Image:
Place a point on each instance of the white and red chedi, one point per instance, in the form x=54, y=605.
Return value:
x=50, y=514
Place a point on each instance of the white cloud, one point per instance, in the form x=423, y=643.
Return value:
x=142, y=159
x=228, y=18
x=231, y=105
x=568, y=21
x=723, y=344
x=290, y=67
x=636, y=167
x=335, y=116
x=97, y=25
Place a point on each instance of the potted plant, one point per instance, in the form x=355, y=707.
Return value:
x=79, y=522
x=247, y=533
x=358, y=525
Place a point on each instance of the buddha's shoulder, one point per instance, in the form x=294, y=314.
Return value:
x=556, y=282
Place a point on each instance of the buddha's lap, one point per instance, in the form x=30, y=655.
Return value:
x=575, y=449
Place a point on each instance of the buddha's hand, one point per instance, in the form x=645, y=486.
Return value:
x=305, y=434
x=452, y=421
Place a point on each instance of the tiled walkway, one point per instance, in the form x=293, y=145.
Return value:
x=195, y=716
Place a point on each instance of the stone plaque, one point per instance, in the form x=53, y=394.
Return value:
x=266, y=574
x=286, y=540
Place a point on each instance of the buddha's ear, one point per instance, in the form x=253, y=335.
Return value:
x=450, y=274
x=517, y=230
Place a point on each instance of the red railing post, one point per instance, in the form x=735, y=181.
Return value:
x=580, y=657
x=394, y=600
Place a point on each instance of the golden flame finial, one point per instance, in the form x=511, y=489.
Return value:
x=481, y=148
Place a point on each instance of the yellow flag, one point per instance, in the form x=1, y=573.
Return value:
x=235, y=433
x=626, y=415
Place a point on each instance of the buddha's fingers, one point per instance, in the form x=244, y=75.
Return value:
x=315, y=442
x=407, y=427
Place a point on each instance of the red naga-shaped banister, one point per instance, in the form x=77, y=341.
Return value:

☆ ☆ ☆ ☆ ☆ ☆ ☆

Put every line above into a Markdown table with two columns, Row and Line, numbering each row and skipping any blank lines.

Finished exercise:
| Row | Line |
|---|---|
| 1 | Image: |
| 2 | Place a point on each instance of the white and red chedi, one point per instance, in the form x=54, y=605. |
| 3 | Return value: |
| 4 | x=50, y=514 |
| 5 | Place a point on each instance of the white cloud, one point per instance, in the form x=423, y=643. |
| 6 | Return value: |
| 7 | x=142, y=159 |
| 8 | x=228, y=18 |
| 9 | x=231, y=105 |
| 10 | x=568, y=21 |
| 11 | x=723, y=344 |
| 12 | x=290, y=67 |
| 13 | x=636, y=167 |
| 14 | x=335, y=116 |
| 15 | x=97, y=25 |
| 16 | Place a point on each instance of the potted plant, one point per instance, in the form x=355, y=707. |
| 17 | Return value: |
| 18 | x=79, y=522 |
| 19 | x=247, y=533 |
| 20 | x=358, y=525 |
| 21 | Place a point on each instance of the buddha's shoulder, one point per instance, in the form x=294, y=314. |
| 22 | Return value: |
| 23 | x=556, y=282 |
| 24 | Place a point on each instance of the buddha's lap, one point per instance, in the form x=30, y=655. |
| 25 | Return value: |
| 26 | x=575, y=449 |
| 27 | Place a point on each instance of the buddha's hand, one point per instance, in the form x=645, y=486. |
| 28 | Return value: |
| 29 | x=305, y=434 |
| 30 | x=452, y=421 |
| 31 | Place a point on each instance of the tiled walkway, one point per instance, in the form x=293, y=145. |
| 32 | Return value: |
| 33 | x=195, y=716 |
| 34 | Place a point on each instance of the stone plaque, one point per instance, in the form x=53, y=394. |
| 35 | Return value: |
| 36 | x=266, y=574 |
| 37 | x=286, y=540 |
| 38 | Place a point on each instance of the buddha's ear, one point per instance, in the form x=253, y=335. |
| 39 | Return value: |
| 40 | x=450, y=274 |
| 41 | x=517, y=230 |
| 42 | Place a point on each instance of the red railing post, one point per instance, in the form x=735, y=181. |
| 43 | Return value: |
| 44 | x=580, y=657 |
| 45 | x=394, y=600 |
| 46 | Place a point on each instance of the golden flame finial, one point per instance, in the form x=511, y=489. |
| 47 | Return value: |
| 48 | x=481, y=148 |
| 49 | Place a point on each instance of the yellow flag, one point per instance, in the form x=1, y=573. |
| 50 | Return value: |
| 51 | x=235, y=433 |
| 52 | x=626, y=415 |
| 53 | Place a point on each instance of the buddha's fingers, one point per instance, in the form x=244, y=75. |
| 54 | Return value: |
| 55 | x=315, y=442 |
| 56 | x=407, y=427 |
| 57 | Place a point on each instance of the red naga-shaped banister, one point per instance, in the form x=77, y=341. |
| 58 | Return value: |